Segment Start: TASK DATA
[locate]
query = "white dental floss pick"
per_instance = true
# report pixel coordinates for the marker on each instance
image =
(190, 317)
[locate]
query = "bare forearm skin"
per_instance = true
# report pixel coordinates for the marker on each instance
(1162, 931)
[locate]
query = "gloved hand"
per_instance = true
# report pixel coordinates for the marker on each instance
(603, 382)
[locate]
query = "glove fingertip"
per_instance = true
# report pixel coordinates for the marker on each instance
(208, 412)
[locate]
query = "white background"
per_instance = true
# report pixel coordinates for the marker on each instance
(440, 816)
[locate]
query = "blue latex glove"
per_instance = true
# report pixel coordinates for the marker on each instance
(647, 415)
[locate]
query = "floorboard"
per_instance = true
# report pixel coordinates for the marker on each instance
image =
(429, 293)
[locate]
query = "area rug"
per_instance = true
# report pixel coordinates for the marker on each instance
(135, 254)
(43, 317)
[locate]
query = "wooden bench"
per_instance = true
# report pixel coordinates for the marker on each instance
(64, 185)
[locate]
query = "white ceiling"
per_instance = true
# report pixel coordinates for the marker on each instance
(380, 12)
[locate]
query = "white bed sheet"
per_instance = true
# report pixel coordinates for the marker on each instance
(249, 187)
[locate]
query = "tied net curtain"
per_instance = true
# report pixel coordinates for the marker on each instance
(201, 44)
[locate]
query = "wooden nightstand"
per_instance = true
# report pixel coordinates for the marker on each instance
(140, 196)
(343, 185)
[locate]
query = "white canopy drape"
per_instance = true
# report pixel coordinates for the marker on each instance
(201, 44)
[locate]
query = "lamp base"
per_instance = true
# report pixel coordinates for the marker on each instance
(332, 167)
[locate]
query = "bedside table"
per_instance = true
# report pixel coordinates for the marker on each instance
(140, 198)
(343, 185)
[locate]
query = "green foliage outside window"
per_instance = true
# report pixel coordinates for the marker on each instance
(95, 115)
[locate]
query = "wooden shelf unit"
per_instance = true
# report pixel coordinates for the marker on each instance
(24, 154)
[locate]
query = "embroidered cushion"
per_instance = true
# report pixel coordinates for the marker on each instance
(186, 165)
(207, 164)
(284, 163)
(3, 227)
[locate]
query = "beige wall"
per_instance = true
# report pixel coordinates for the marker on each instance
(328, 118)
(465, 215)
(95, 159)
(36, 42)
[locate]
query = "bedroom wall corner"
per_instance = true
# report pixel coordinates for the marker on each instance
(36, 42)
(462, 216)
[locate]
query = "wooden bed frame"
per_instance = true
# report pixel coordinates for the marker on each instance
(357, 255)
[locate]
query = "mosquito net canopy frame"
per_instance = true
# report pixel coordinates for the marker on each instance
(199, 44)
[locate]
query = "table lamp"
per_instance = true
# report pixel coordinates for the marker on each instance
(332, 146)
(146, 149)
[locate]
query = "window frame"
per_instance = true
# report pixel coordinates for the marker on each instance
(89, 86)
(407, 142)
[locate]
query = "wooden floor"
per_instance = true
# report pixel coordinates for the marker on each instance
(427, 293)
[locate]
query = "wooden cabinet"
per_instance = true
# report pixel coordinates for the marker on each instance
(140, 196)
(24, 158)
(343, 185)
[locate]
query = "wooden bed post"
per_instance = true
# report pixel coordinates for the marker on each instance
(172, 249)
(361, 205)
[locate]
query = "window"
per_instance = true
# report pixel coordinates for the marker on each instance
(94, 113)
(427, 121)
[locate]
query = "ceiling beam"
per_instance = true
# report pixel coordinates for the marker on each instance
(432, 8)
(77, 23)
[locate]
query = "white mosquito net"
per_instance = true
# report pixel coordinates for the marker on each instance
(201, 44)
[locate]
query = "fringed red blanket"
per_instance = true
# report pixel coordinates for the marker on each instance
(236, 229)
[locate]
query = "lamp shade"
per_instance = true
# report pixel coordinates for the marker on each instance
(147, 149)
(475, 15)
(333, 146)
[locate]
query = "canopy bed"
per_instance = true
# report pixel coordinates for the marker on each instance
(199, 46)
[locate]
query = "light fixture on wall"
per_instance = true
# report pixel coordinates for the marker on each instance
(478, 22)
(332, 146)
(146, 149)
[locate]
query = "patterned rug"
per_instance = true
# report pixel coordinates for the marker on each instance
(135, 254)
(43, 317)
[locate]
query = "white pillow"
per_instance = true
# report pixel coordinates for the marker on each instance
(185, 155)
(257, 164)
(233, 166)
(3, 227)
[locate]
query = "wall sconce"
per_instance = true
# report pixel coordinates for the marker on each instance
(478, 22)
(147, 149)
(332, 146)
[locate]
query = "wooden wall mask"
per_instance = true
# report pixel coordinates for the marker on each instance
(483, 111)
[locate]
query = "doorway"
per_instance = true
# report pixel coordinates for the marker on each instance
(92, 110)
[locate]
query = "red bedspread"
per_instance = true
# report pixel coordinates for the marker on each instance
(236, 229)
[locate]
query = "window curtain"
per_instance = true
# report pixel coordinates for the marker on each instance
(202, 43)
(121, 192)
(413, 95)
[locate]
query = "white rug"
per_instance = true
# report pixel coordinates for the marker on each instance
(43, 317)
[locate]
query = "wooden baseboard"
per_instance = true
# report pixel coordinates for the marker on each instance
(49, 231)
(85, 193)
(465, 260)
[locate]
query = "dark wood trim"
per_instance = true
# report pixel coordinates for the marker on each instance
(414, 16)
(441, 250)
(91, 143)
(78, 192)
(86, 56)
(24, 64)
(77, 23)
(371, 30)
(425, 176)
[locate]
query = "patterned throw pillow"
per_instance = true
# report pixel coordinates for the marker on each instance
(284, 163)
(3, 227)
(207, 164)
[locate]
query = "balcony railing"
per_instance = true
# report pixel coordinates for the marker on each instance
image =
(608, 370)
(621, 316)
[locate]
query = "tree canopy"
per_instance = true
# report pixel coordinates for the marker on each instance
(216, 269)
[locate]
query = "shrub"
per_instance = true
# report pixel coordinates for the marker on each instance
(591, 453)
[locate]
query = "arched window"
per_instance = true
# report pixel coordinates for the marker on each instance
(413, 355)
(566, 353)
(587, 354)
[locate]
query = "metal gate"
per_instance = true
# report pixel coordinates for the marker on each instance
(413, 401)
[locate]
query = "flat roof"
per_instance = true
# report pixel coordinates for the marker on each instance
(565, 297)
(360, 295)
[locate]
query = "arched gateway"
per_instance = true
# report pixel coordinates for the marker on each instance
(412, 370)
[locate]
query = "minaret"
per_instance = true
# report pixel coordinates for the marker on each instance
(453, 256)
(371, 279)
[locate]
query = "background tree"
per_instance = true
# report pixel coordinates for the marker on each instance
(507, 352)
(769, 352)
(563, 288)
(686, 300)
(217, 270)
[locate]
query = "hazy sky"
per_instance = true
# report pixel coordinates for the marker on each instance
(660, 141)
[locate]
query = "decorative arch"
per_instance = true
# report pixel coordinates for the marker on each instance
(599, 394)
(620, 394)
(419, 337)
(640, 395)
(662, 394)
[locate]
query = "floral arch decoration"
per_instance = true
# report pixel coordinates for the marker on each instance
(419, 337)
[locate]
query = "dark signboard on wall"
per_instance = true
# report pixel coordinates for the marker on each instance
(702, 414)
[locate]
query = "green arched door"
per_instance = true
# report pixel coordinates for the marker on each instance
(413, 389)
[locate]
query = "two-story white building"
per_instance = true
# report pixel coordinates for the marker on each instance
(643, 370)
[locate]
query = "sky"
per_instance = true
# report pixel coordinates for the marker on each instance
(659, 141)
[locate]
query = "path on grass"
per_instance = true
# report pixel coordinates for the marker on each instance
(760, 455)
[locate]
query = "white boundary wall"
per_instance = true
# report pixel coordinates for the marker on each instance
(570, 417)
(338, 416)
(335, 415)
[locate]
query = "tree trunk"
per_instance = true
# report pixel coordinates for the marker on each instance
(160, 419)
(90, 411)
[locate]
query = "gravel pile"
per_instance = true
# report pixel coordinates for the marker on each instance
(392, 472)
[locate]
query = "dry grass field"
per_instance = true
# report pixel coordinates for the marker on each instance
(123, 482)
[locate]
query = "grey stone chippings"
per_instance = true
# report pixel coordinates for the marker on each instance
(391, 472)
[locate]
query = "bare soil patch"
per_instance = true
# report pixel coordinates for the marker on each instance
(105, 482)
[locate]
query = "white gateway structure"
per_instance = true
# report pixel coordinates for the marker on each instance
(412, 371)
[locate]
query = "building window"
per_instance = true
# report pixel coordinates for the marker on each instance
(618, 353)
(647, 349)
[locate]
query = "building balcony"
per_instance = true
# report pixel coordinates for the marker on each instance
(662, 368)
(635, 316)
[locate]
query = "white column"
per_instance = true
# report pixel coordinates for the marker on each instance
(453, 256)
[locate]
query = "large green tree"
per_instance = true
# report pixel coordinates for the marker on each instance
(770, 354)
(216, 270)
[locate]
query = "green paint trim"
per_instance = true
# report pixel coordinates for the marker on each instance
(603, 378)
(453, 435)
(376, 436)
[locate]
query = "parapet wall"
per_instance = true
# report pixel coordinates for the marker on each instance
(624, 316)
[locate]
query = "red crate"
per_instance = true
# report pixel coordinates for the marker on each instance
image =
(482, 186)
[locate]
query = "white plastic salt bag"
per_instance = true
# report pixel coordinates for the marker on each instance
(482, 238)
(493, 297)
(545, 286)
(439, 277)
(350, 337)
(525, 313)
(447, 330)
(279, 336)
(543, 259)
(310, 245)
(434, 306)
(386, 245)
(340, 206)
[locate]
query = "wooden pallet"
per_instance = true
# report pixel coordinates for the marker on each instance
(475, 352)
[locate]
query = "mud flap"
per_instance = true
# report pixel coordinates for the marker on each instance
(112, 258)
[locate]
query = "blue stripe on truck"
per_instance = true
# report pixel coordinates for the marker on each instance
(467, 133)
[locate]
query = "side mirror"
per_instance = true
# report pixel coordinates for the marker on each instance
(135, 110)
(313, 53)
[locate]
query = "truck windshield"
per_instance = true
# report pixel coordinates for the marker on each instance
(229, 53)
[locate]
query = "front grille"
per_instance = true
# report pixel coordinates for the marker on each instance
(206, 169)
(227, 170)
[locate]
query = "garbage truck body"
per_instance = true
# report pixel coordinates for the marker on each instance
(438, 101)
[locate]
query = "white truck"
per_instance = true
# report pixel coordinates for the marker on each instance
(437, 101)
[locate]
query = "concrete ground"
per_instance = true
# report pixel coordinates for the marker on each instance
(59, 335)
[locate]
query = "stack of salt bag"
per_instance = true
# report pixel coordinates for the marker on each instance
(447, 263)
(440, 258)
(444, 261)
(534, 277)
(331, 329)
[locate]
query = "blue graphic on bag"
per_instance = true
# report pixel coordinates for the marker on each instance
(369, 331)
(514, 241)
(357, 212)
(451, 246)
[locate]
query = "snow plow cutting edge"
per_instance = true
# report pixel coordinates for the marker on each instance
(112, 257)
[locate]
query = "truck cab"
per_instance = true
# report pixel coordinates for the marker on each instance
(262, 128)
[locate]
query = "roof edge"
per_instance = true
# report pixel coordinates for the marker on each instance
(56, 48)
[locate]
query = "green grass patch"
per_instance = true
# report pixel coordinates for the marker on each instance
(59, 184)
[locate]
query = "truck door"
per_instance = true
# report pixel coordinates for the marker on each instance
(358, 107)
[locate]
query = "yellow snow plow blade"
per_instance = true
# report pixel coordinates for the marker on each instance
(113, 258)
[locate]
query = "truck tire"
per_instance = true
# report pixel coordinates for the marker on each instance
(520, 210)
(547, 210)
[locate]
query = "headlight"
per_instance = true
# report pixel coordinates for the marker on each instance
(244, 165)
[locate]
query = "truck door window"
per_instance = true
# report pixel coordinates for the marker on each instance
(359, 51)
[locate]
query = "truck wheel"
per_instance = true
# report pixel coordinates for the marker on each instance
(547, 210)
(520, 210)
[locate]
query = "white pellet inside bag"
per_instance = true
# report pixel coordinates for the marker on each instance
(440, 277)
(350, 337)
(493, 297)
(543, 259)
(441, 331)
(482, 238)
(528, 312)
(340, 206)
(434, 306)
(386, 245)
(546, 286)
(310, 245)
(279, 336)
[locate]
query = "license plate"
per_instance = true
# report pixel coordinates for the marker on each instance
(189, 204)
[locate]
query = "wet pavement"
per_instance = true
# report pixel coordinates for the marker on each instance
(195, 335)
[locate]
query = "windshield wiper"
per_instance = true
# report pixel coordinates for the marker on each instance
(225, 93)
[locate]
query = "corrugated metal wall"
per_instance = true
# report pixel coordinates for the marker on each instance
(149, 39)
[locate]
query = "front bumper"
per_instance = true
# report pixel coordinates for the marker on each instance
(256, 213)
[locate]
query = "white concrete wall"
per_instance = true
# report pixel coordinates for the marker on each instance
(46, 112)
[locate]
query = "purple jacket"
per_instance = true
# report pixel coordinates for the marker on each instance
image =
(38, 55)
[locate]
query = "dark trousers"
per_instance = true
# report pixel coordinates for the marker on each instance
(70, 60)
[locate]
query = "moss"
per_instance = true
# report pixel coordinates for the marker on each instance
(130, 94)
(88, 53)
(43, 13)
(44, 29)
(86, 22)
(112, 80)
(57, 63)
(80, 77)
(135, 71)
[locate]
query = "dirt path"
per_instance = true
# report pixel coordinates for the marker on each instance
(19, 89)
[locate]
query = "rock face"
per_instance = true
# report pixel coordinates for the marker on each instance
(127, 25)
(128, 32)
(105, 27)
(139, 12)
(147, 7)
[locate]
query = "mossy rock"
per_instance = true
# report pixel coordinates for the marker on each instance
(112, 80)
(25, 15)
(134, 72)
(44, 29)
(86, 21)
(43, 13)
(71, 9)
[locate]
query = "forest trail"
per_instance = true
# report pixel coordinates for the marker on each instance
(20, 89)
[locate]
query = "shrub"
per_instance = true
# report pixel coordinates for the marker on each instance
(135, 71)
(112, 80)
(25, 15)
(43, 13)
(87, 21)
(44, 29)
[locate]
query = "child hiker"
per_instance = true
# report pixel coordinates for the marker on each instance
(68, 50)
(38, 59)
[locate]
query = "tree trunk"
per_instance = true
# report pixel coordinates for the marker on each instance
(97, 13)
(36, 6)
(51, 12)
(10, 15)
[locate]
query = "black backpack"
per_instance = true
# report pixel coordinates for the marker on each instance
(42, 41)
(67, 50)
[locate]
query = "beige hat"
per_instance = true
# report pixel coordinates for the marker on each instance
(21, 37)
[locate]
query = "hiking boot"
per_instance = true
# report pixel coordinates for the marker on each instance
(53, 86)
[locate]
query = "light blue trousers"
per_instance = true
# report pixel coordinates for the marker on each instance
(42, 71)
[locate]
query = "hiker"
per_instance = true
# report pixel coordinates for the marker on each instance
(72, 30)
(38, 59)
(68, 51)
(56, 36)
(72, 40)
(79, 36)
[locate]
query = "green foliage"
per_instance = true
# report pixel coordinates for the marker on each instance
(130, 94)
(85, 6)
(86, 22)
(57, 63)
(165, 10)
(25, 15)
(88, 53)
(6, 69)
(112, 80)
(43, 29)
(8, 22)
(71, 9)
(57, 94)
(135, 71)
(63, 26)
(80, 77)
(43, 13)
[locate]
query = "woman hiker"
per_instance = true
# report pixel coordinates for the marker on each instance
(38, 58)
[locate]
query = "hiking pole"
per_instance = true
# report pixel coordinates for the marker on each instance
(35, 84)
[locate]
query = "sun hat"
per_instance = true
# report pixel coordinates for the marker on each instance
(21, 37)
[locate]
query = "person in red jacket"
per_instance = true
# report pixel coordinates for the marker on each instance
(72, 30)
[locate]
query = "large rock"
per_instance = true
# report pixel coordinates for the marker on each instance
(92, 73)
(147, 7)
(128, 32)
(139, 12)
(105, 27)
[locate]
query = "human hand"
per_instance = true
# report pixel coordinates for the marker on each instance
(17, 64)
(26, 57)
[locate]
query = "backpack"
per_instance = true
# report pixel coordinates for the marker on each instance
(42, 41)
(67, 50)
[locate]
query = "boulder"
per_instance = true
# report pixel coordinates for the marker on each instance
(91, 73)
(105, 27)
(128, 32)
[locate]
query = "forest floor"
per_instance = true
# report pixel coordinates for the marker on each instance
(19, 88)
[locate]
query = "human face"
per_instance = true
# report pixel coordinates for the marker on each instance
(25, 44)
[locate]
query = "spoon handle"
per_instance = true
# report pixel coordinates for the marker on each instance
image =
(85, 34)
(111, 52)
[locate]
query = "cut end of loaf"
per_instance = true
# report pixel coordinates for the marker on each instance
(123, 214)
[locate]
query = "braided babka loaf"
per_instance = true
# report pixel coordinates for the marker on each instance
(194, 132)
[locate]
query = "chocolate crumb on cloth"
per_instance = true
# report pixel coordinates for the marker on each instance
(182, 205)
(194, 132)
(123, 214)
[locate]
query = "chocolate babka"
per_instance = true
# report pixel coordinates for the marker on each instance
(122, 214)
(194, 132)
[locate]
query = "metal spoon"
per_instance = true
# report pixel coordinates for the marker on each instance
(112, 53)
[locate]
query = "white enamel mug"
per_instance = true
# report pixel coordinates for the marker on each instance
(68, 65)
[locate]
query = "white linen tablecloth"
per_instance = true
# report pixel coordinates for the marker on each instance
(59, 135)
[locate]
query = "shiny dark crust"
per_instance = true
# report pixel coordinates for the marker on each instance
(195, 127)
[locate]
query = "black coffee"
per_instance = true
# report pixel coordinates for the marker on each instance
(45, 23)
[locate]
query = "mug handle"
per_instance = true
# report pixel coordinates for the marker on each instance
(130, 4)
Segment End: TASK DATA
### INSTRUCTIONS FOR THE TASK
Wherever the word "hiker" appears in the entries above, copy that line.

### EXPECTED ANSWER
query = "child hiker"
query = "hiker"
query = "woman hiker"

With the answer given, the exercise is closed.